America, after all, feels “great again.”
And most assume that even October’s market fall is just another chance to buy a dip and bounce back into fantasy land. I can’t say I blame them. There’s so much distortion in the securities markets today that anything is possible, including more faith-driven market highs to come.
Perhaps the politico’s in DC have a master plan. Perhaps everything will be “great again.”
But I look at market data more than I look at political babble, regardless of who is in the White House. My observations below are about facts, not political bias.
The Main Street Facts
And the fact is, America is hurting, regardless of what the markets (and pundits) are telling you.
As for unemployment and GDP, I’ve written ad nausea as to why this so-called “good news” is just fantasy news.
I won’t go into more detail here—but suffice it to say, GDP is up only temporarily now because for the last two quarters, US exporters have been scurrying like rats on a sinking ship to get products sold before the trade war tariffs kick in.
Notwithstanding this “panic high,” underlying private sector output for the US has actually shrunk, not climbed during this so-called GDP “surge.”
Taking a graph recently highlighted by David Stockman (from my hometown in Michigan), it’s fairly plain to see that, well…nothing is great at all.
In fact, in the last eleven years, the key metrics of the US economy have shown a cumulative (largely flat) gain of only 1%, which is evidence of failure, not “greatness” as to the US Main Street (i.e. real) economy.
The above data shows all too clearly that by the four key historical standards (namely industrial production, total labor hours (which is top-heavy on retail and temp jobs), median household income and single-family housing starts (weak despite the lowest mortgage rates ever) that America may have hit record market highs in September, but its actual economy is sadder than a Nicholas Sparks love story.
What Happened to America?
How the heck did this happen to us? How did the once greatest creditor nation and producing country in the world become the greatest debtor nation with a trade deficit?
How did we get so broke, so slow, and so, well pathetic?

Records shown:
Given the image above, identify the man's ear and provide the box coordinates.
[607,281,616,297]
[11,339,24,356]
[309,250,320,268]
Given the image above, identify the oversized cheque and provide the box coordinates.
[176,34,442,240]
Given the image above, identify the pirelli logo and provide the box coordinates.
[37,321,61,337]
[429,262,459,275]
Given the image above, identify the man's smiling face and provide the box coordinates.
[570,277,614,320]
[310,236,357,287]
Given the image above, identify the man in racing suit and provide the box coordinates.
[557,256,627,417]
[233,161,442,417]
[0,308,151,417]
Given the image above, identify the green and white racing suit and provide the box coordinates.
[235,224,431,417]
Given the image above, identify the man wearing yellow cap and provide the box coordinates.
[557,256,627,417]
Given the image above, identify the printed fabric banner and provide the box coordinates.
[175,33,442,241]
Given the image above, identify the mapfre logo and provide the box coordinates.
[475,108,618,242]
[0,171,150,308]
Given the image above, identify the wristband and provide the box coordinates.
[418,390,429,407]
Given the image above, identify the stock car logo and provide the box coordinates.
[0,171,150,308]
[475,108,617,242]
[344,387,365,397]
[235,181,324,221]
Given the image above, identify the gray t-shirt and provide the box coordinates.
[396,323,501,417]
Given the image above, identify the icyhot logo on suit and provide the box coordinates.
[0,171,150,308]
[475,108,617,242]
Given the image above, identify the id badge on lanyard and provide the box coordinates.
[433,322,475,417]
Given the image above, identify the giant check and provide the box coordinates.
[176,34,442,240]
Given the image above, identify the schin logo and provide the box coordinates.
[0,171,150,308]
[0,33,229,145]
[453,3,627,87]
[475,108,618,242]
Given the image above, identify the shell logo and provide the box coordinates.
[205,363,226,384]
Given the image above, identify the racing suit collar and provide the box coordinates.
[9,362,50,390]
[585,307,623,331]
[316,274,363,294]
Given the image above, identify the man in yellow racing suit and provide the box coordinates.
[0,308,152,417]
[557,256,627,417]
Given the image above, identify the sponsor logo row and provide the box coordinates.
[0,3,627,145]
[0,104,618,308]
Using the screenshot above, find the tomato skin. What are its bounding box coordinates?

Prompt 1:
List the four key historical standards that the passage on the US economy uses to judge the actual economy.
Prompt 2:
Shorten the paragraph in the passage on the US economy that begins "I won't go into more detail here" into one sentence, keeping its main facts.
Prompt 3:
According to the passage on the US economy, why doesn't the author blame people for treating October's market fall as a chance to buy a dip? Answer in one to three sentences.

Output 1:
- Industrial production
- Total labor hours
- Median household income
- Single-family housing starts

Output 2:
GDP is up only temporarily because, for the last two quarters, US exporters have rushed to sell products before the trade war tariffs take effect.

Output 3:
The author says the securities markets today have so much distortion that anything is possible. That includes more faith-driven market highs.